- **TASK DETAILS**
Using the records below, repeat exactly the lines from the one holding "point: decorative item" through the one holding "point: white wall", both ends included, and no others.

- **DATA**
________

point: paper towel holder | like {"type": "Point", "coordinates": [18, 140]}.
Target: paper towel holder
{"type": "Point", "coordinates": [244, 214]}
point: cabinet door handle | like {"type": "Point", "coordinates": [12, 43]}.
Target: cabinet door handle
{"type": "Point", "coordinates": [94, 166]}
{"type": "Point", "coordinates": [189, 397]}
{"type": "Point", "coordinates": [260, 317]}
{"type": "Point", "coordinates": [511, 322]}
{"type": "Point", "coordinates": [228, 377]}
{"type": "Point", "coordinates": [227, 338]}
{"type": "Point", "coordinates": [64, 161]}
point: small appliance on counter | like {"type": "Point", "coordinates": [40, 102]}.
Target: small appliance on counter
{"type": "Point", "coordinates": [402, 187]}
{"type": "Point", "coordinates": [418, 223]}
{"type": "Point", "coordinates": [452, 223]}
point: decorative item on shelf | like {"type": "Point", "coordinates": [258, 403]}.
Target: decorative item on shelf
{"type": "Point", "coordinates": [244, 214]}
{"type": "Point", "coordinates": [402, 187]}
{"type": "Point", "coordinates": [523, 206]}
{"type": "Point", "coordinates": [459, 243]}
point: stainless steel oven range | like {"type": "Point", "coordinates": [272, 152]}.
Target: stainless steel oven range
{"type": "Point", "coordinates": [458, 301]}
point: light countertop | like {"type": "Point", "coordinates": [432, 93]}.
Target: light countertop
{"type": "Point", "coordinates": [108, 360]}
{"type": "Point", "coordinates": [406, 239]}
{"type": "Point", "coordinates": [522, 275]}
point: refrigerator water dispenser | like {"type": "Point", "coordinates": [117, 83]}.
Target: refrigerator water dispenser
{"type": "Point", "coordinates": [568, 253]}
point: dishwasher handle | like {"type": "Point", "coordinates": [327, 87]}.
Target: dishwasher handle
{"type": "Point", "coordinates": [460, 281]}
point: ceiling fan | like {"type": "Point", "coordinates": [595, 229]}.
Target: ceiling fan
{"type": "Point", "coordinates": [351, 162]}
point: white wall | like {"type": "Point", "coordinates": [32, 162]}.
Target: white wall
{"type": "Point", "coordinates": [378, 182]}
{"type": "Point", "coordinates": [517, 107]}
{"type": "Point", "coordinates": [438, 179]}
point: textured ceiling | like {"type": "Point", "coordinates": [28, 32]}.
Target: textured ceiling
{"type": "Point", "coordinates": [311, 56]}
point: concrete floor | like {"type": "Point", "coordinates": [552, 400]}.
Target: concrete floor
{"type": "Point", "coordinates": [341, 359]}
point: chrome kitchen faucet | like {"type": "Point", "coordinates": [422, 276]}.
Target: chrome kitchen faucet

________

- **ANSWER AREA**
point: decorative item on shelf | like {"type": "Point", "coordinates": [258, 403]}.
Target: decorative item on shelf
{"type": "Point", "coordinates": [244, 214]}
{"type": "Point", "coordinates": [402, 187]}
{"type": "Point", "coordinates": [523, 206]}
{"type": "Point", "coordinates": [459, 243]}
point: stainless steel oven range | like {"type": "Point", "coordinates": [272, 152]}.
Target: stainless steel oven range
{"type": "Point", "coordinates": [458, 301]}
point: light countertop | like {"type": "Point", "coordinates": [432, 93]}.
Target: light countertop
{"type": "Point", "coordinates": [108, 360]}
{"type": "Point", "coordinates": [406, 239]}
{"type": "Point", "coordinates": [522, 275]}
point: refrigerator water dispenser | like {"type": "Point", "coordinates": [117, 83]}.
Target: refrigerator water dispenser
{"type": "Point", "coordinates": [568, 253]}
point: dishwasher handle | like {"type": "Point", "coordinates": [327, 87]}.
Target: dishwasher handle
{"type": "Point", "coordinates": [460, 281]}
point: ceiling fan | like {"type": "Point", "coordinates": [595, 229]}.
Target: ceiling fan
{"type": "Point", "coordinates": [351, 162]}
point: white wall | like {"type": "Point", "coordinates": [32, 162]}.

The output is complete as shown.